**Records:**

---*---

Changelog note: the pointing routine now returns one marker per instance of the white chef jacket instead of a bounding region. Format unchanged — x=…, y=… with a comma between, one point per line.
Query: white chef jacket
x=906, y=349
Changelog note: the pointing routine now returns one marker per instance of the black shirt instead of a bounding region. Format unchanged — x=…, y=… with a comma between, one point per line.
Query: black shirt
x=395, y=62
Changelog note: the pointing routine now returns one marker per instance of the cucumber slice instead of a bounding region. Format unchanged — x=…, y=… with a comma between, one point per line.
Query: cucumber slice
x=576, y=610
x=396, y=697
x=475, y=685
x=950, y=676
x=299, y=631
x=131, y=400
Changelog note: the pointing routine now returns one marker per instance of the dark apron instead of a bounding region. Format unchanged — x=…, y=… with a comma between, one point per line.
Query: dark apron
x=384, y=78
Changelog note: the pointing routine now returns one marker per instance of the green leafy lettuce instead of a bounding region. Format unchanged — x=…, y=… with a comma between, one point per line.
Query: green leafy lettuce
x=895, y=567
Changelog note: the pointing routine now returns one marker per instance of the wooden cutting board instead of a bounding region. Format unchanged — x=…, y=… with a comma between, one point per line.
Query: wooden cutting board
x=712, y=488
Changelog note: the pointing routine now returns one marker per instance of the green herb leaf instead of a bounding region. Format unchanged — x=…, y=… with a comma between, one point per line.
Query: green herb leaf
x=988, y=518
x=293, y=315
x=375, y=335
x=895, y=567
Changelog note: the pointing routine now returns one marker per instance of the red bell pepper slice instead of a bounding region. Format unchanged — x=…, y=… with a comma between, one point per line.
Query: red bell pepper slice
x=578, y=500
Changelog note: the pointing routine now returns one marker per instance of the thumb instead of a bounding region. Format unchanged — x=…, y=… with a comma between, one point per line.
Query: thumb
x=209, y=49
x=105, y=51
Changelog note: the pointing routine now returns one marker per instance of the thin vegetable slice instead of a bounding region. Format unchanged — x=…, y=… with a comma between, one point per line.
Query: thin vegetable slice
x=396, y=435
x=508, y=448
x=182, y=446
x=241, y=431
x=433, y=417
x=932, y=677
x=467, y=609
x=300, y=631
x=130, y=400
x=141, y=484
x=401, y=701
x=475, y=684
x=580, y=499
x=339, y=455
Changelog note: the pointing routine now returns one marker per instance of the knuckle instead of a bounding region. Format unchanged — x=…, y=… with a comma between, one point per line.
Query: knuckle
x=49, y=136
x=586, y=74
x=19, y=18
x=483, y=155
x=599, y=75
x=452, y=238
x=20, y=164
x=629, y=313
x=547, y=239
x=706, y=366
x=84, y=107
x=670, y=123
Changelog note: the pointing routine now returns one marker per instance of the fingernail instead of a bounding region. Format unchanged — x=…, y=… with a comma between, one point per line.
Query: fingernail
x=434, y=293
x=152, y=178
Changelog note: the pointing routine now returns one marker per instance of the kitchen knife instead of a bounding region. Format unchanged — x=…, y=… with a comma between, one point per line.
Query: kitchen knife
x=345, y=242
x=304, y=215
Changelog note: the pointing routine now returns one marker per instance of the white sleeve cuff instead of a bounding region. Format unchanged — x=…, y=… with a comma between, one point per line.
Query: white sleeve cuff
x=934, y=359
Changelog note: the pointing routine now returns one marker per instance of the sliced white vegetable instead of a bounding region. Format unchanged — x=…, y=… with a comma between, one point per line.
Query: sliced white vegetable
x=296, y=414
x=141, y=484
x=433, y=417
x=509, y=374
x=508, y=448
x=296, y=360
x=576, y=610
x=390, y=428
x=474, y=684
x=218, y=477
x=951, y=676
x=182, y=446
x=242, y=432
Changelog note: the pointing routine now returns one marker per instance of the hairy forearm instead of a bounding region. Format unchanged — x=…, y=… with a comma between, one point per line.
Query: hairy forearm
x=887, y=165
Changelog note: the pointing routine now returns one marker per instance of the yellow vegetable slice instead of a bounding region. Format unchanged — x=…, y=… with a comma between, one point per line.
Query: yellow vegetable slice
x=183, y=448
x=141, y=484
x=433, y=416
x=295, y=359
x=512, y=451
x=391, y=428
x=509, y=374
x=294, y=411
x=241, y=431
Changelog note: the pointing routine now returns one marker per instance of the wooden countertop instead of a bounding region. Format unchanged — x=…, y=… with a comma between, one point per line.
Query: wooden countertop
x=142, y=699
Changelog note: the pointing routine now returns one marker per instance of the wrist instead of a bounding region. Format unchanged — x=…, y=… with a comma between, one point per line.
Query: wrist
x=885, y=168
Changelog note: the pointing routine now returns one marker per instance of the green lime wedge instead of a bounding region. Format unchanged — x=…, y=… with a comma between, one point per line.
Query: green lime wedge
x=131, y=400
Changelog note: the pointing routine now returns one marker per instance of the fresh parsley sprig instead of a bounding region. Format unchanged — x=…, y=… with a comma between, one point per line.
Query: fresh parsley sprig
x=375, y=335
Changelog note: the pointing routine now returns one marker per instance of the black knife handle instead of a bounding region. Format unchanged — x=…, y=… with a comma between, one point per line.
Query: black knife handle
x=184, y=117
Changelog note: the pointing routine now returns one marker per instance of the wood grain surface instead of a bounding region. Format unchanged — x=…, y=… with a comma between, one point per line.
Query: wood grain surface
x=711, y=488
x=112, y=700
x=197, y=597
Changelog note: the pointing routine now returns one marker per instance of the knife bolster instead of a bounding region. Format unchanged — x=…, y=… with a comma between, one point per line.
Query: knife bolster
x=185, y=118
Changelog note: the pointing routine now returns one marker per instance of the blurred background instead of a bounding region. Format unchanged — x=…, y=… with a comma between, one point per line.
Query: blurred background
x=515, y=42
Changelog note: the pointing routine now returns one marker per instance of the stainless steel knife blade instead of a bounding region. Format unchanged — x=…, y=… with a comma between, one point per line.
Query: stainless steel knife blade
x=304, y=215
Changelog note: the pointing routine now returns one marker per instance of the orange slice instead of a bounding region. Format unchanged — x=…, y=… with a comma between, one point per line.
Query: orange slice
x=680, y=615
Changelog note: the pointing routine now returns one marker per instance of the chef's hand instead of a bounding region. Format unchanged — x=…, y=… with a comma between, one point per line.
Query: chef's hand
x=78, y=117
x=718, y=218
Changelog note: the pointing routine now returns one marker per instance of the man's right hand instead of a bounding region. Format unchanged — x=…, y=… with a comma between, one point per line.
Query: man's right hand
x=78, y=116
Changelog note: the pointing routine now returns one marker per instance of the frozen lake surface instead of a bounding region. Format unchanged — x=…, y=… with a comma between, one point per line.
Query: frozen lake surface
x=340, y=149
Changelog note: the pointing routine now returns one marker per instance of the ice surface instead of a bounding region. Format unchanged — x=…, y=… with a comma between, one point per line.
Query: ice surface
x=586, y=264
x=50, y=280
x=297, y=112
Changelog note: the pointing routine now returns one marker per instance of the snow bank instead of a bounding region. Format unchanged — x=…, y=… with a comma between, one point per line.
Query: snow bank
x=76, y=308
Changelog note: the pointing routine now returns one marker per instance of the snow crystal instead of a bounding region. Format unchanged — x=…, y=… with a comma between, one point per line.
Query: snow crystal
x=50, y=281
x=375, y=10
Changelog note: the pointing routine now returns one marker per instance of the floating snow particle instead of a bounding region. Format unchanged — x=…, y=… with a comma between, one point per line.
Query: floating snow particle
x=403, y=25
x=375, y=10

---*---

**What the task requires:** An exact copy of all the records is the expected answer.

**Exercise response:**
Changelog note: the pointing routine now returns one marker per instance of the white chef jacket instead of a bounding region. Format unchanged — x=…, y=… with a comma between, one point per line.
Query: white chef jacket
x=906, y=349
Changelog note: the pointing routine now returns one marker per instance of the black shirt instead of a bounding region. Format unchanged — x=…, y=… with a comma between, one point per line.
Query: black shirt
x=395, y=62
Changelog note: the pointing routine now returns one marker per instance of the cucumber slice instead of a bounding region. Format unchanged — x=…, y=… with a comma between, one point per line.
Query: cucumber slice
x=576, y=610
x=396, y=697
x=475, y=685
x=950, y=676
x=299, y=631
x=131, y=400
Changelog note: the pointing routine now returns one marker per instance of the dark apron instead of a bounding region. Format unchanged — x=…, y=… with a comma between, one point per line.
Query: dark apron
x=384, y=78
Changelog note: the pointing routine now returns one marker per instance of the green leafy lettuce instead of a bounding region. Format unchanged — x=…, y=… with a comma between, one point per line.
Query: green leafy lettuce
x=895, y=567
Changelog note: the pointing routine now returns one marker per instance of the wooden cutting board instead of a bounding region. Format unchanged — x=…, y=… with a comma between, one point per line.
Query: wooden cutting board
x=712, y=488
Changelog note: the pointing routine now returns one marker per instance of the green herb leaf instead of a bounding region. Format unchanged — x=…, y=… with a comma between, one point per line.
Query: green herb leaf
x=988, y=518
x=293, y=315
x=375, y=335
x=895, y=567
Changelog note: the pointing routine now returns one marker per instance of the red bell pepper slice instead of a bounding region. Format unchanged — x=…, y=… with a comma between, one point per line.
Query: red bell pepper slice
x=578, y=500
Changelog note: the pointing routine now returns one marker per instance of the thumb instead of a bounding region. Format unchanged — x=…, y=… with a comma between, one point per line.
Query: thumb
x=209, y=49
x=105, y=51
Changelog note: the pointing routine now returns one marker per instance of the thin vegetable slice instead of a bounding region. Format unchanged — x=…, y=… with a comma between, one point per line.
Query: thin vegetable slice
x=396, y=435
x=508, y=448
x=182, y=446
x=241, y=431
x=433, y=417
x=932, y=677
x=467, y=609
x=300, y=631
x=130, y=400
x=141, y=484
x=401, y=701
x=475, y=684
x=580, y=499
x=339, y=455
Changelog note: the pointing routine now returns one marker per instance of the knuckle instead of a bounding region. Format unchanged — x=…, y=… with a comma between, one point per line.
Query: knuckle
x=49, y=136
x=586, y=74
x=19, y=18
x=483, y=155
x=599, y=75
x=452, y=238
x=20, y=164
x=629, y=313
x=547, y=239
x=706, y=366
x=84, y=107
x=670, y=123
Changelog note: the pointing routine now returns one marker per instance of the fingernail instead of a bounding region. Format unchanged — x=…, y=… with a comma between, one point per line.
Query: fingernail
x=434, y=293
x=152, y=178
Changelog note: the pointing routine now returns one marker per instance of the kitchen knife instead of a bounding region. Format unchanged — x=…, y=… with a comma between, one point per line.
Query: kitchen knife
x=345, y=242
x=304, y=215
Changelog note: the pointing routine now returns one marker per instance of the white sleeve cuff instead of a bounding region. Format unchanged — x=…, y=… with a comma between, one point per line.
Query: white sleeve cuff
x=934, y=359
Changelog note: the pointing routine now returns one marker per instance of the sliced white vegetable instead of a bounding region. Format unchanged — x=…, y=… with a comma between, one point per line.
Query: sliced white vegetable
x=296, y=414
x=141, y=484
x=433, y=417
x=509, y=374
x=508, y=448
x=296, y=360
x=576, y=610
x=390, y=428
x=474, y=684
x=218, y=477
x=951, y=676
x=182, y=446
x=242, y=432
Changelog note: the pointing routine now returns one marker per instance of the hairy forearm instead of a bounding region. Format unchanged — x=…, y=… with a comma between, one point per line.
Query: hairy forearm
x=887, y=165
Changelog note: the pointing routine now returns one marker per instance of the yellow vegetable slice instead of a bounding region. Format unchanged — x=…, y=… with a comma between, one point per line.
Query: yellow vegetable slice
x=183, y=448
x=141, y=484
x=433, y=416
x=295, y=359
x=512, y=451
x=391, y=428
x=509, y=374
x=294, y=411
x=241, y=431
Changelog note: the pointing routine now returns one marker per instance of the wooden countertop instead of a bounding region. Format unchanged — x=…, y=… with a comma between, one point per line.
Query: wooden countertop
x=142, y=699
Changelog note: the pointing routine now returns one marker per instance of the wrist instead of a bounding region. Format unchanged — x=…, y=… with a comma between, one point per line.
Query: wrist
x=885, y=168
Changelog note: the pointing routine now returns one marker per instance of the green lime wedge instead of a bounding region. Format unchanged — x=…, y=… with a comma between, one point per line.
Query: green lime wedge
x=131, y=400
Changelog note: the pointing routine now returns one marker per instance of the fresh parsley sprig instead of a bounding region. Format unchanged — x=…, y=… with a comma between, one point per line.
Query: fresh parsley sprig
x=375, y=335
Changelog note: the pointing routine now returns one marker per instance of the black knife handle instead of a bounding region. Format unchanged — x=…, y=… with a comma between, one point per line.
Query: black knife handle
x=184, y=117
Changelog note: the pointing routine now returns one marker per instance of the wood grain surface instead of a bounding region. Format unchanged — x=…, y=… with a comma between, one point per line.
Query: wood grain surface
x=711, y=488
x=112, y=700
x=197, y=597
Changelog note: the pointing routine now returns one marker per instance of the knife bolster instead of a bounding region. Format unchanged — x=…, y=… with a comma between, one point per line.
Query: knife bolster
x=185, y=118
Changelog note: the pointing routine now returns one marker per instance of the blurred background instead of a bounding region. Format unchanged — x=…, y=… with a comma between, one point per line.
Query: blurred background
x=515, y=42
Changelog note: the pointing routine now returns one marker per instance of the stainless steel knife blade instead of a bounding region. Format unchanged — x=…, y=… with a comma between, one point per line.
Query: stainless steel knife blade
x=304, y=215
Changelog note: the pointing routine now returns one marker per instance of the orange slice instead of a bounding region. Format unchanged — x=…, y=… with a comma between, one point per line.
Query: orange slice
x=680, y=615
Changelog note: the pointing routine now returns one marker per instance of the chef's hand instead of a bounding region. Format unchanged — x=…, y=… with a comma between, one point per line.
Query: chef's hand
x=78, y=117
x=718, y=218
Changelog note: the pointing routine now returns one marker per instance of the man's right hand instead of a bounding region. Format unchanged — x=…, y=… with a comma between, one point per line.
Query: man's right hand
x=78, y=116
Changelog note: the pointing routine now returns one marker per instance of the frozen lake surface instead of a bounding region. Format unchanged — x=…, y=… with a comma between, one point per line.
Query: frozen lake surface
x=340, y=149
Changelog note: the pointing routine now returns one marker per instance of the ice surface instead of a bounding region. Format unchanged — x=…, y=… with a comma between, one point per line.
Query: ice surface
x=586, y=264
x=50, y=280
x=297, y=112
Changelog note: the pointing routine now returns one marker per instance of the snow bank instead of a bounding region. Format unchanged — x=…, y=… with a comma between, one point per line.
Query: snow bank
x=76, y=308
Changelog note: the pointing routine now returns one marker per instance of the snow crystal instead of a bounding region. Format unchanged — x=…, y=… with a comma between, one point per line.
Query: snow crystal
x=50, y=281
x=375, y=10
Changelog note: the pointing routine now returns one marker per instance of the floating snow particle instead of a bounding region. Format unchanged — x=…, y=… with a comma between, one point per line.
Query: floating snow particle
x=403, y=25
x=375, y=10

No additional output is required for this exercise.